(Saved entries)
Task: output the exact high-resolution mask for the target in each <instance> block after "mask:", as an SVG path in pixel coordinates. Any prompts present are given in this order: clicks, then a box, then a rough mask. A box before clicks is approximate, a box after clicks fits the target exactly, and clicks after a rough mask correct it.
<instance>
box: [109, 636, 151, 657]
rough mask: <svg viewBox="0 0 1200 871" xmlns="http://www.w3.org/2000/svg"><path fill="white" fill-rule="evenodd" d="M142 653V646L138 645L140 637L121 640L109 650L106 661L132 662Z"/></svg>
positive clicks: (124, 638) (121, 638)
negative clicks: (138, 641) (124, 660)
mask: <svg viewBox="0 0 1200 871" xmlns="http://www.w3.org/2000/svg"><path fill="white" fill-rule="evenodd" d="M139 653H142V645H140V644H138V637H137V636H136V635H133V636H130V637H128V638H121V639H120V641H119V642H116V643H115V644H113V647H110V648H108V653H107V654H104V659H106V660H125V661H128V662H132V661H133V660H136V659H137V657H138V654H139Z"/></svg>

● **To do**: Match on "rough": copy every line in the records that has it.

● **Answer section**:
Task: output the exact high-resolution mask for the target in each <instance> block after "mask:", as an SVG path in pixel coordinates. Any prompts present are given in this order: clicks, then a box, then a rough mask. A box before clicks is approximate, a box after clicks fits the target exactly, and clicks after a rough mask correct it.
rough mask: <svg viewBox="0 0 1200 871" xmlns="http://www.w3.org/2000/svg"><path fill="white" fill-rule="evenodd" d="M142 653V646L138 645L140 637L121 640L109 650L106 661L132 662Z"/></svg>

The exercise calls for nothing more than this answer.